# Supplied passage
★ ★ ★

Carlos Saura obituary: leading Spanish auteur of Cría cuervos

Among the greatest of Spanish filmmakers, Saura was renowned for his collaborations with Geraldine Chaplin, his use of political allegory and his passion for flamenco.

Cría cuervos (1976)

Very few filmmakers can have claimed Luis Buñuel as their mentor and friend. The Spanish surrealist even famously remarked that he wished he’d made Elisa, My Life (1977), one of Carlos Saura’s defining reflections on past and present, fiction and reality, remembering and forgetting. A moving metaphor of Spain’s most turbulent years, Saura’s film features his frequent collaborator Geraldine Chaplin at her most ethereal, playing the estranged daughter who visits her father (Buñuel regular Fernando Rey) after 20 years.

Mentee became mentor, and Saura’s most cherished wish was “to have left some valuable legacy to today’s filmmakers”, to see himself “reflected in the cosmos, like a star”, as he wrote in the speech he would have read on receiving an honorary Goya (Spanish Oscar) for his chameleonic career. Except he died one day before the event, at the age of 91.

Saura’s first passion was photography, and in 1952 he abandoned a degree in engineering to enrol in Madrid’s recently opened IIEC (Instituto de Investigaciones y Experiencias Cinematográficas). With tutors of the stature of Juan Antonio Bardem (Death of a Cyclist, 1955) and Luis García Berlanga (The Executioner, 1963), the film school gained a reputation as the breeding ground for the more politically outspoken filmmakers of the New Spanish Cinema.

Carlos Saura

Two events proved crucial in helping Saura define his cinematic style: a week dedicated to neorealism that took place in Madrid in 1954, and his attendance the following year at the (in)famous ‘Salamanca Conversations’, a meeting organised by Bardem, an openly communist figure, to assess the state of Spanish cinema under the dictatorship. Graduating in 1957, Saura remained at IIEC, teaching the likes of Víctor Erice, until he was ousted on political grounds in 1963.

His debut film, Cuenca (1958), was a mid-length documentary filmed in the eponymous Spanish province and formally influenced by Buñuel’s Land Without Bread (1933). But it was Saura’s first full-length film, Los golfos (1960), which announced a great new voice. Co-written with Mario Camus, it follows a group of young delinquents from the outskirts of Madrid and became a landmark of the more documentarian approach of his early phase – his own version of neorealism with elements of Spanish picaresque.

★ ★ ★

# Requirements
a - List every film the Saura obituary attributes to Carlos Saura himself, with the year it gives for each.
b - Translate this sentence from the Saura obituary into Spanish: "Very few filmmakers can have claimed Luis Buñuel as their mentor and friend."
c - Please output the Saura obituary from "Among the greatest" up to and including "Rey) after 20 years.".
Rely only on the Saura obituary for your answers.

★ ★ ★

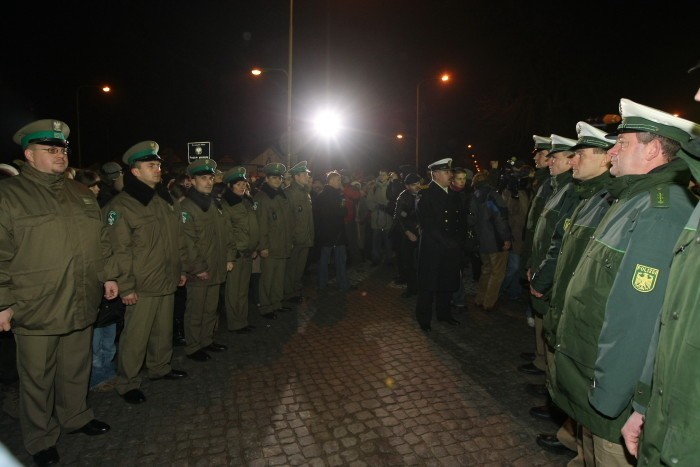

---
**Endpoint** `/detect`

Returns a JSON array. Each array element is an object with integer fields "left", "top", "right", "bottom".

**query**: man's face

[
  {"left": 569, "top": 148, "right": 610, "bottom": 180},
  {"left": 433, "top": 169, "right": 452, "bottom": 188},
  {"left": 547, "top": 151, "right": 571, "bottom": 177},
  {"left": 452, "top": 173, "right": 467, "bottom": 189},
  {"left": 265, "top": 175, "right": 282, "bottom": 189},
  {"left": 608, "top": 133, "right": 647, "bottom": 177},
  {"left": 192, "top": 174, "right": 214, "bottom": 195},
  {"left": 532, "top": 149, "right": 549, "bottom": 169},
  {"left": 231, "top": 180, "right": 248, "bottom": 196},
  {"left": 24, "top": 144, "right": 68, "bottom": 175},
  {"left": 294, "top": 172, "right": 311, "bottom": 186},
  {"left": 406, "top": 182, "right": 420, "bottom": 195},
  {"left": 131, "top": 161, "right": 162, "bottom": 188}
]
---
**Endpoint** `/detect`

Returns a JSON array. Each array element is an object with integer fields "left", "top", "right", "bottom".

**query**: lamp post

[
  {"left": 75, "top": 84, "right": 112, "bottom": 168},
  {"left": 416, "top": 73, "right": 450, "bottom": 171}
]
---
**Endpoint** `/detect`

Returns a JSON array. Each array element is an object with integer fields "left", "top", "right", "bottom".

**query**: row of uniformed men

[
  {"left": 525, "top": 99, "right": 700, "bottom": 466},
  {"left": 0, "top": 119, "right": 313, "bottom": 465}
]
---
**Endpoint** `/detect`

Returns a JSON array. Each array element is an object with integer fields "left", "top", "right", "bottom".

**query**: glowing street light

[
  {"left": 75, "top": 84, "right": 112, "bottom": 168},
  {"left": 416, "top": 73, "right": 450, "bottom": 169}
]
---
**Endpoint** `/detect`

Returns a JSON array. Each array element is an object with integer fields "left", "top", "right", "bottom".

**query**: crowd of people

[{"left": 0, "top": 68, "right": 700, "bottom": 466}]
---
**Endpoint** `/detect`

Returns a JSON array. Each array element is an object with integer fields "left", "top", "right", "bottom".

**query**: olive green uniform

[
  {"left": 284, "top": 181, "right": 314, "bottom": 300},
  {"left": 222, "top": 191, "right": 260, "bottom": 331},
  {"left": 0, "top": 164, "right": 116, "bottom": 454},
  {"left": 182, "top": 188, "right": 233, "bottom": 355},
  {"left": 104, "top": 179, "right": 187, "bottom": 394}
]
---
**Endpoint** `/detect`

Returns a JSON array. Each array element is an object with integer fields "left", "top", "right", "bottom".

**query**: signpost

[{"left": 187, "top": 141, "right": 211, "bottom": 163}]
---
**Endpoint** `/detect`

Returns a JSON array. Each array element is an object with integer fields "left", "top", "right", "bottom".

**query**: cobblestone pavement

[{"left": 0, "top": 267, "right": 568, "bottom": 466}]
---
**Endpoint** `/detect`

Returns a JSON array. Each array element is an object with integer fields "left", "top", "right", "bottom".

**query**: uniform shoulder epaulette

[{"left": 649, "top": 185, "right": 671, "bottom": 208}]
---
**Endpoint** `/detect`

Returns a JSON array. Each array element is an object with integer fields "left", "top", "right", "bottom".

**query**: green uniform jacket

★ ★ ★

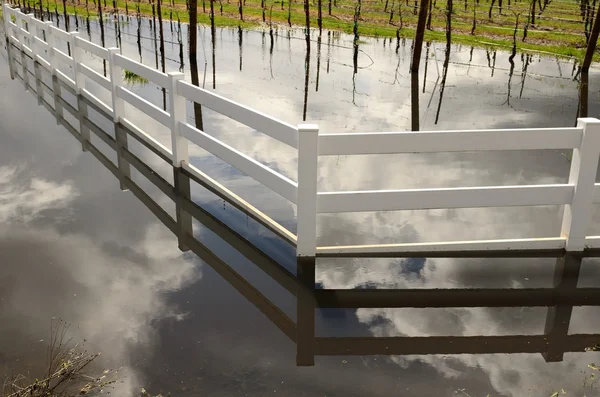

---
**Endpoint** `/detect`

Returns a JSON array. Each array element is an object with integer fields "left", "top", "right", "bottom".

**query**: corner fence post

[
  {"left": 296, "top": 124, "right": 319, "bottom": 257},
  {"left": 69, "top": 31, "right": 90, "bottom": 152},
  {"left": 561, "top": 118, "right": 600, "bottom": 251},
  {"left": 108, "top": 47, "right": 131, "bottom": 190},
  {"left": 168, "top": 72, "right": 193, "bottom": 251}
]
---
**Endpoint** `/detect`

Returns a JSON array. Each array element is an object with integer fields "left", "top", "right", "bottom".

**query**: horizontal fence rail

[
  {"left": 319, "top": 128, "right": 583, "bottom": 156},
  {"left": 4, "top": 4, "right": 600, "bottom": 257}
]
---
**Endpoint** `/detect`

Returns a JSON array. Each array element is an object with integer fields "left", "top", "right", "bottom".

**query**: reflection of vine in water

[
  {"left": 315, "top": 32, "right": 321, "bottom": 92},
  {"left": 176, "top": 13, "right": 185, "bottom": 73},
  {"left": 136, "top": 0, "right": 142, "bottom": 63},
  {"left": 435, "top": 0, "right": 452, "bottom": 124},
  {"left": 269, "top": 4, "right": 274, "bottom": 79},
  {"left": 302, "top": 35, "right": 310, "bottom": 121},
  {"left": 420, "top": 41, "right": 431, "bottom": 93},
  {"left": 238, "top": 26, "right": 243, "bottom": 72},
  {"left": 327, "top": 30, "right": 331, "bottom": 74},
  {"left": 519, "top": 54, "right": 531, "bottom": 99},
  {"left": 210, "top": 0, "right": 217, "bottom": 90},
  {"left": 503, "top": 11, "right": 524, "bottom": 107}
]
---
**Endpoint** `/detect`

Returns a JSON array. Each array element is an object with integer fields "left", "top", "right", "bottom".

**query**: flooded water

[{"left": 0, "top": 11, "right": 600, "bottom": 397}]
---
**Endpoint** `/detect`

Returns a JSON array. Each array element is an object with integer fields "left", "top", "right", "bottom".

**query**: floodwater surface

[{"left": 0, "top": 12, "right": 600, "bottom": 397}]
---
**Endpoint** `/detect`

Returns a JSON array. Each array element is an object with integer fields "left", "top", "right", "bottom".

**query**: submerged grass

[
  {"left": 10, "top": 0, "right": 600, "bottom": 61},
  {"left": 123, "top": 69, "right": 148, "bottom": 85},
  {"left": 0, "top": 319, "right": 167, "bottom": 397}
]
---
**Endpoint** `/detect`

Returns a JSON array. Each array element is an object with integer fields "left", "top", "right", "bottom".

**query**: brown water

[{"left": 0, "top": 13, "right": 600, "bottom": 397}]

★ ★ ★

# Responses in order
a -
Cría cuervos (1976)
Elisa, My Life (1977)
Cuenca (1958)
Los golfos (1960)

b - Muy pocos cineastas pueden presumir de haber tenido a Luis Buñuel como mentor y amigo.

c -
Among the greatest of Spanish filmmakers, Saura was renowned for his collaborations with Geraldine Chaplin, his use of political allegory and his passion for flamenco.

Cría cuervos (1976)

Very few filmmakers can have claimed Luis Buñuel as their mentor and friend. The Spanish surrealist even famously remarked that he wished he’d made Elisa, My Life (1977), one of Carlos Saura’s defining reflections on past and present, fiction and reality, remembering and forgetting. A moving metaphor of Spain’s most turbulent years, Saura’s film features his frequent collaborator Geraldine Chaplin at her most ethereal, playing the estranged daughter who visits her father (Buñuel regular Fernando Rey) after 20 years.